**What is expected:**
Reproduce every one of the lines below, requests included, offsetting each x and y coordinate in the answers by adding -134 to it and leaving the requests themselves unchanged.

**Exercise materials:**
================

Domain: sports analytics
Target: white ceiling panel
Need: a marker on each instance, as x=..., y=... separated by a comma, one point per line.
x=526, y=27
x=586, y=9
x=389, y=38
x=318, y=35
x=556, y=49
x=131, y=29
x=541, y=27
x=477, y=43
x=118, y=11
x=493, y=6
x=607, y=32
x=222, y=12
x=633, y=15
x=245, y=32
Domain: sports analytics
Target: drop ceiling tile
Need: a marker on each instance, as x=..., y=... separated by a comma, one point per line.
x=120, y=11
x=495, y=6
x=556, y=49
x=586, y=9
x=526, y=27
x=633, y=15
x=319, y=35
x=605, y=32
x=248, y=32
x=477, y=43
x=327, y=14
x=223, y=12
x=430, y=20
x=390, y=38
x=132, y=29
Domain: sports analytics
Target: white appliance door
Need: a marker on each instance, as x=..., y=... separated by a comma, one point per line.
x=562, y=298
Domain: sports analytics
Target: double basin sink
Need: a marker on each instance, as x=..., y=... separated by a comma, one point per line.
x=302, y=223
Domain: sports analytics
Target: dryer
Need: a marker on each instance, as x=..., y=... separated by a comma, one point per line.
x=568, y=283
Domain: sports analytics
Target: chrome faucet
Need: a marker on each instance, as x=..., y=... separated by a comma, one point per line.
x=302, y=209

================

**Exercise answer:**
Domain: sports analytics
Target: white ceiling panel
Need: a marker on each instance, as x=..., y=... separated by a comma, one point per line.
x=392, y=-107
x=452, y=-125
x=255, y=-96
x=184, y=-99
x=422, y=-85
x=-3, y=-105
x=407, y=-107
x=343, y=-91
x=-16, y=-123
x=359, y=-128
x=473, y=-102
x=88, y=-122
x=499, y=-119
x=111, y=-102
Domain: sports analytics
Target: drop ceiling tile
Need: a marker on each instance, as x=..., y=... separated by a comma, one point per line.
x=-14, y=-123
x=361, y=-128
x=422, y=-85
x=452, y=-125
x=392, y=-107
x=499, y=-119
x=185, y=-99
x=471, y=-102
x=114, y=-102
x=343, y=-91
x=193, y=-120
x=89, y=-122
x=296, y=-114
x=256, y=-96
x=-2, y=-105
Domain: sports analytics
Target: white appliance door
Need: a marker on each instance, as x=..., y=... separated by a comma, one point per line.
x=428, y=164
Domain: sports analytics
Target: double basin sink
Need: a marker on each instance, as x=..., y=... separated by a comma, one point per line.
x=168, y=89
Domain: sports analytics
Target: dryer
Need: a marker on each instance, as x=..., y=... separated by a comma, one point per line.
x=434, y=149
Domain: sports analytics
Target: chrome faucet
Need: a marker on each instance, as x=..., y=... separated by a comma, one point per line.
x=168, y=75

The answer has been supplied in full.